Sunday, December 27, 2009

Suitcases and Kujichagulia

I spend so much time living out of suitcases that in both my homes I store them within easy reach and within eyesight. Today's chore is to put the suitcase out of sight for the rest of my winter break - just so I can fool myself into thinking that I live in one place year round. (I would have done this earlier, but unwrapped Christmas presents needed to be hidden where the suitcase goes).

Today's Kwanzaa principle is kujichagulia. Years ago it took me a few tries before that word rattled off my tongue - Swahili is influenced by Arabic, but they are not that similar. Kujichagulia means self-determination. Each time I see that phrase I think about Israeli scholar Dov Ronen, who penned a book by the same title and introduced me to the idea of national self-determination in an Arab-Israeli politics class I took when I was twenty, the same age my son is now.


If I'm not paying attention, I mix this up with Emerson's essay on self-reliance. I suppose there is some connection; I think that it would be difficult to assert self-determination without at least some measure of self-reliance. Self-determination encompasses more - from nations to individuals - each choosing how to define oneself, sometimes in contrast to others' definitions, and sometimes in accordance with one's own.

▶ **Required tasks**
1: Answer these questions using the post about suitcases and kujichagulia:
(a) What had to be hidden where the suitcase goes?
(b) What does kujichagulia mean?
(c) How old was the writer when taking the Arab-Israeli politics class?
2: List every proper name in the post about suitcases and kujichagulia that refers to a holiday, a language, or a person, in the order they first appear.

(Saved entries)
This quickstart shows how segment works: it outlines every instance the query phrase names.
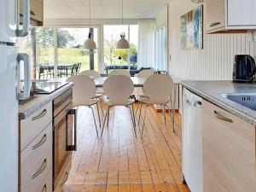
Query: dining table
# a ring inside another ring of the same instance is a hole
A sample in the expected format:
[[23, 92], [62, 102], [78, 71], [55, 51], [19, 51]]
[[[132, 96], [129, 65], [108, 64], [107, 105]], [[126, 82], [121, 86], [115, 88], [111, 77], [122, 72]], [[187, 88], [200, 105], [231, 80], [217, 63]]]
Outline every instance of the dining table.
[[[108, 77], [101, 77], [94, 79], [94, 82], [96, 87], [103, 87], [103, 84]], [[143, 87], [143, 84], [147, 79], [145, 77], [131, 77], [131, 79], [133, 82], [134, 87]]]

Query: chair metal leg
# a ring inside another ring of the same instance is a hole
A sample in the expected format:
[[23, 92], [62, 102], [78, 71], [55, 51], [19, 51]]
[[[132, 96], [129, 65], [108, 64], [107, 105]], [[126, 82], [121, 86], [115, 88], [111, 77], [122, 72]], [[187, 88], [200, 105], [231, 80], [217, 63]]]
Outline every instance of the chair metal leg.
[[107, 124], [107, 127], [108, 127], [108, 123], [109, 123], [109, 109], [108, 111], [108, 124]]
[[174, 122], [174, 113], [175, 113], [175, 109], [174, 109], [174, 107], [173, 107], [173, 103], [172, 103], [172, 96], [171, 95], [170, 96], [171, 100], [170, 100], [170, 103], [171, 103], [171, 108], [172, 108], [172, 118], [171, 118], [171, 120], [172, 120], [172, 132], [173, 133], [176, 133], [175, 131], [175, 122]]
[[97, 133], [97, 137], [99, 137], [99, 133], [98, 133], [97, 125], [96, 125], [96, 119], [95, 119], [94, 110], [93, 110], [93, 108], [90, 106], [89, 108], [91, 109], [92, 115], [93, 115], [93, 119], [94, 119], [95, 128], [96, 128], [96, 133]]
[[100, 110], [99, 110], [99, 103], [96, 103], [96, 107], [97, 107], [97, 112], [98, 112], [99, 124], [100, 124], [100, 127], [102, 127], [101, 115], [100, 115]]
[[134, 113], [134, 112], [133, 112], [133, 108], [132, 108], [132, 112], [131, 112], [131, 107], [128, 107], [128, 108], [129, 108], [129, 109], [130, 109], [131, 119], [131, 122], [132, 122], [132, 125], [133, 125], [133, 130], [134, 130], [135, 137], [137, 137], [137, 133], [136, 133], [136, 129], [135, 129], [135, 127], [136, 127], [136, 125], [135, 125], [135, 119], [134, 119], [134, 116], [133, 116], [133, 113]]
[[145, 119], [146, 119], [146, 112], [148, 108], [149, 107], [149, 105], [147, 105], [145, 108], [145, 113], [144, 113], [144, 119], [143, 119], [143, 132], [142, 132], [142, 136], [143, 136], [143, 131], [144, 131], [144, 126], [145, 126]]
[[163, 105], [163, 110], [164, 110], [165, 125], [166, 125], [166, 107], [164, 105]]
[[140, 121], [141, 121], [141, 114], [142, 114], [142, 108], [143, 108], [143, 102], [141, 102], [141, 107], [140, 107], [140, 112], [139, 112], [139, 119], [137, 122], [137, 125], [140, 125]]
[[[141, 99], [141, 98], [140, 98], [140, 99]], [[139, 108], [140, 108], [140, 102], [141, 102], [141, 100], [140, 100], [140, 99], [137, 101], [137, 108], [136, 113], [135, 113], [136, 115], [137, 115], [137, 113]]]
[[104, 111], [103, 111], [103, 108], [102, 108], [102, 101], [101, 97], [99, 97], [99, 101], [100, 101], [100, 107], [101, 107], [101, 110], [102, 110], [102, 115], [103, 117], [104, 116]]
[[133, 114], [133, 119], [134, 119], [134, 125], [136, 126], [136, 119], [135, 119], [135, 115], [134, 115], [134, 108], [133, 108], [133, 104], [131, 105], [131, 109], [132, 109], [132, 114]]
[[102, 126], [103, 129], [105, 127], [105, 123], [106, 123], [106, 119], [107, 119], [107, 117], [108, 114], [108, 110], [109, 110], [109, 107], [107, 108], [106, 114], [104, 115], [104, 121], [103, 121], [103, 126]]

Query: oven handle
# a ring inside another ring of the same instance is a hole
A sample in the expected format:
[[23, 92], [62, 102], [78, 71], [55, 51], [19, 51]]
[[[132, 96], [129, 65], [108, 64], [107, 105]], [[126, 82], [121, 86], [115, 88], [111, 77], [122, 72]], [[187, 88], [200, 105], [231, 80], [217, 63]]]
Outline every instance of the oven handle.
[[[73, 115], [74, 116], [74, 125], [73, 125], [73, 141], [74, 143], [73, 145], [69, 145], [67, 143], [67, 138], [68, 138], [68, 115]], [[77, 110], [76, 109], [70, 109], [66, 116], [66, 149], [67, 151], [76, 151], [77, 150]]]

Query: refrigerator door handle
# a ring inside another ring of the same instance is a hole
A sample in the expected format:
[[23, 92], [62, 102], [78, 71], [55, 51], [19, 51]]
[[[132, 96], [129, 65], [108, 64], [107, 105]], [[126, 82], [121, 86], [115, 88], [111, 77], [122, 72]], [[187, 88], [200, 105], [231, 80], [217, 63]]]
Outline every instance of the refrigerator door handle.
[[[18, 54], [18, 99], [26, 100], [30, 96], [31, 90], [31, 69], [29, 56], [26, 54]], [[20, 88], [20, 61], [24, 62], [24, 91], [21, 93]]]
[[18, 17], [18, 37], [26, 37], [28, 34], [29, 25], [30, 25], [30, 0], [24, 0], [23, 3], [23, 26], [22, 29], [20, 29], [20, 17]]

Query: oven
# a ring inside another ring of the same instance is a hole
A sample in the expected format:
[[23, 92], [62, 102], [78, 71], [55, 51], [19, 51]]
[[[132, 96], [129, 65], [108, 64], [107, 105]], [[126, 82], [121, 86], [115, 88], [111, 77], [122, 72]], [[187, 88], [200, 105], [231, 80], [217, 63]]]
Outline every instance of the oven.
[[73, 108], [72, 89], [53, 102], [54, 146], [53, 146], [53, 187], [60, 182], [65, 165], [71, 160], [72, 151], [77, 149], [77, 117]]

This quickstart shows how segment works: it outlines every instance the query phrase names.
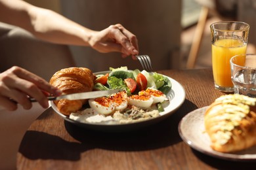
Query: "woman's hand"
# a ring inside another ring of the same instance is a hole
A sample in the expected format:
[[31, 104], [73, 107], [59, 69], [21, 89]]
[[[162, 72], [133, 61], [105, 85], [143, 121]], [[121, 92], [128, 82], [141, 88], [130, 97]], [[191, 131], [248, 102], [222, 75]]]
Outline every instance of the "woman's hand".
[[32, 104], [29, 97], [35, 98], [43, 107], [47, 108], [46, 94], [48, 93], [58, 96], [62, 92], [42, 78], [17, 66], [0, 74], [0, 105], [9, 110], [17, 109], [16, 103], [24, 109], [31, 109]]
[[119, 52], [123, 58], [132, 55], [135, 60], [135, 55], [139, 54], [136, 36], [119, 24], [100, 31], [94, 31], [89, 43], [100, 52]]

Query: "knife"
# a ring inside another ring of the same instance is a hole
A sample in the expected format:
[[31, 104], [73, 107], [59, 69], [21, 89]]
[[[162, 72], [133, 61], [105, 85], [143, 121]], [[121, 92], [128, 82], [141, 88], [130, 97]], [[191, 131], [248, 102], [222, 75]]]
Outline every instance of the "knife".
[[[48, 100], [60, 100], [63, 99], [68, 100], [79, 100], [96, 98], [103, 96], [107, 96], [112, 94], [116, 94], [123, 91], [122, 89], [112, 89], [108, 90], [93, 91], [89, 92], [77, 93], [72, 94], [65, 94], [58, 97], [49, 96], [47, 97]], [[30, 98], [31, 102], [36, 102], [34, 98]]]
...
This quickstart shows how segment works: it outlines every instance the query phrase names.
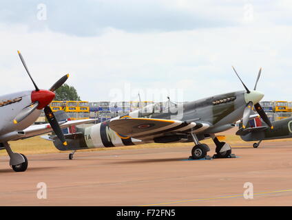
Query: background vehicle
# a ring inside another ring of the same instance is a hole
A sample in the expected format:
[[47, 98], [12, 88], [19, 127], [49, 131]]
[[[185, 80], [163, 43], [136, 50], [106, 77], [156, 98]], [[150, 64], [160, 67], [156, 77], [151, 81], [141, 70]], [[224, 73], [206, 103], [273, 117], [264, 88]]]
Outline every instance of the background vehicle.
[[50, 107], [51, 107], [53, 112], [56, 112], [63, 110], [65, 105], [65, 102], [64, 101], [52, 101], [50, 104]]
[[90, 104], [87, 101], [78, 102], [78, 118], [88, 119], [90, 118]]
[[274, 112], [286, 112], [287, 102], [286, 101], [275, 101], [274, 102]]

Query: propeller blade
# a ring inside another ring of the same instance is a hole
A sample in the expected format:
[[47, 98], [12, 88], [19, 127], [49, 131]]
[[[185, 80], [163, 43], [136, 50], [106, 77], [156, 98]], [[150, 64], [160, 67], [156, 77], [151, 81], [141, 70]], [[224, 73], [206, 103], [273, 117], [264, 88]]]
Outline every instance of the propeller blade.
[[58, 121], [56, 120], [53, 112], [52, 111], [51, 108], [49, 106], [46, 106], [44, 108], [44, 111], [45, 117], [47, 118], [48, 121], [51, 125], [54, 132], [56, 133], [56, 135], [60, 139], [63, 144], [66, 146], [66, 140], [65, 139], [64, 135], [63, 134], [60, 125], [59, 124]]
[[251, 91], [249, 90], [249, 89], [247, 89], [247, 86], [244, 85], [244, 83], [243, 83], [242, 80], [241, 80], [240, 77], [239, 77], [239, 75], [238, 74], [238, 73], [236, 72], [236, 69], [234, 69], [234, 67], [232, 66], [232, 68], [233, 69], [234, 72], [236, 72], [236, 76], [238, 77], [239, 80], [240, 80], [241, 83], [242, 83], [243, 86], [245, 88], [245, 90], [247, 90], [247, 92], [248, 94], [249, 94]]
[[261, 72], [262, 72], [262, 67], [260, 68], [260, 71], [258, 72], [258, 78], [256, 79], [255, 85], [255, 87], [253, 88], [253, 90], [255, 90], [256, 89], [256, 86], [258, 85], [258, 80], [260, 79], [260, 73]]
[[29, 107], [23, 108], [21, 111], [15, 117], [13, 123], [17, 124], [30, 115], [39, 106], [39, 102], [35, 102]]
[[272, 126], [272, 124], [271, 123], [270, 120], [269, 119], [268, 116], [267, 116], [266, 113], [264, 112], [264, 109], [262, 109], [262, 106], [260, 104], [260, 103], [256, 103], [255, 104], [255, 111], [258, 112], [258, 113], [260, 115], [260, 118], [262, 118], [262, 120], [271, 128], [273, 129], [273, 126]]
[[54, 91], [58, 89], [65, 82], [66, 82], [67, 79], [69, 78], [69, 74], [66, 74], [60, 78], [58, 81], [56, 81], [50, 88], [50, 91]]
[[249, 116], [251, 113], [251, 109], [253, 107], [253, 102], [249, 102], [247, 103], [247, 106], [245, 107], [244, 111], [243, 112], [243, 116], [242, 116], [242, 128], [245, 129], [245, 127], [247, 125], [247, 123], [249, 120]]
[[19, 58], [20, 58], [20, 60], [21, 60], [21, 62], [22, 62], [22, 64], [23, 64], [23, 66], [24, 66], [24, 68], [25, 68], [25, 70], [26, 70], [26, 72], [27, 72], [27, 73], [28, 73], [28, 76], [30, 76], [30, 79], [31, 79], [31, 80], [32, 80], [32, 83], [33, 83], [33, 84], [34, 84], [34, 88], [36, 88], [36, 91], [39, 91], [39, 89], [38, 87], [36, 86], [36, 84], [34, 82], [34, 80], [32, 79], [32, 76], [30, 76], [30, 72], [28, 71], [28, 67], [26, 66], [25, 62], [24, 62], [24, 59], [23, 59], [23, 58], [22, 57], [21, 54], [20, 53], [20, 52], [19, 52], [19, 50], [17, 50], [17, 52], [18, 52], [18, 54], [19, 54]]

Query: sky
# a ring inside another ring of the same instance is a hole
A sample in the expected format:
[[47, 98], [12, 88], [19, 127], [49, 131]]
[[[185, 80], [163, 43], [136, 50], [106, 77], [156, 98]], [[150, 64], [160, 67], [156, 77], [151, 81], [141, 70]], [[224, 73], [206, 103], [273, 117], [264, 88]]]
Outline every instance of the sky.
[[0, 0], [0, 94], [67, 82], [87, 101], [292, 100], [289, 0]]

▶ **Outputs by task**
1:
(a) Unwrapped Christmas presents
(b) Self-determination
(c) Twenty

2:
Christmas
Kwanzaa
Swahili
Arabic
Dov Ronen
Emerson